§ **Estratto del testo**:
──────────

LE VERITA’ NEGATE SULLA FINE DI ENRICO MATTEI – 5

La resa dei conti

Tutto ebbe inizio a Bascapè il 27 ottobre del 1962 e fu l’inizio di un lungo silenzio. Vi furono solenni funerali di Stato a Roma, con il presidente della Repubblica Segni, Andreotti e Fanfani in testa, e vi fu una precisa “consegna”: sulla vicenda di Mattei doveva scendere il silenzio; con lui doveva morire anche la verità sulla sua fine. Era come se all’interno del governo, nei circoli politici e soprattutto in quelli economici, dietro all’apparenza del dolore aleggiasse un’atmosfera di sollievo per la perdita di un uomo che era stato fonte di non pochi problemi. Al silenzio e alla morte della verità contribuirono depistaggi di ogni genere: la scandalosa “falsa verità” preconfezionata della commissione ministeriale d’inchiesta istituita da Andreotti appena tre ore dopo la caduta dell’aereo dell’Eni; l’archiviazione, nel 1966, della inchiesta giudiziaria da parte dei magistrati di Pavia, che a quella “falsa verità” si accomodarono; la divulgata tesi apparentemente scontata delle “Sette Sorelle” petrolifere o del complotto internazionale avente il sapore della “fantapolitica”. Anche la stampa tacque e lo stesso Giorgio Bocca che allora lavorava al “Giorno”, il giornale dell’Eni, spiegò che di Mattei non si doveva più parlare. E qualche giornalista che non rispettò la “consegna” del silenzio venne accusato di fare solo dietrologia o, peggio, di alimentare un pericoloso “malcostume politico”.

──────────

§ **Cosa fare**:
Nel testo sulla fine di Enrico Mattei, quanto tempo dopo la caduta dell'aereo dell'Eni fu istituita la commissione ministeriale d'inchiesta?

Voci di etichettatura della posizione nelle immagini
──────────

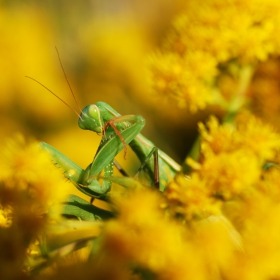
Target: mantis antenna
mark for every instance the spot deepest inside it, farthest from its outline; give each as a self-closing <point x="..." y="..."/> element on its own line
<point x="68" y="80"/>
<point x="55" y="95"/>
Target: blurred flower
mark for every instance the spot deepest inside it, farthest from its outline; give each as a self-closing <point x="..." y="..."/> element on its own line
<point x="205" y="39"/>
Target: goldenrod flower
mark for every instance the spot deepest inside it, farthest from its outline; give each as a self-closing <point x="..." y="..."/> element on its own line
<point x="190" y="198"/>
<point x="209" y="36"/>
<point x="143" y="237"/>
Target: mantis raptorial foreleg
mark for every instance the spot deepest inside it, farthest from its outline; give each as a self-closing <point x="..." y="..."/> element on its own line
<point x="118" y="131"/>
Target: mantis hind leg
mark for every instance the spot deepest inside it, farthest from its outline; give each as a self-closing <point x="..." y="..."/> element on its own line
<point x="154" y="153"/>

──────────

§ **Risposta**:
Appena tre ore dopo la caduta dell'aereo.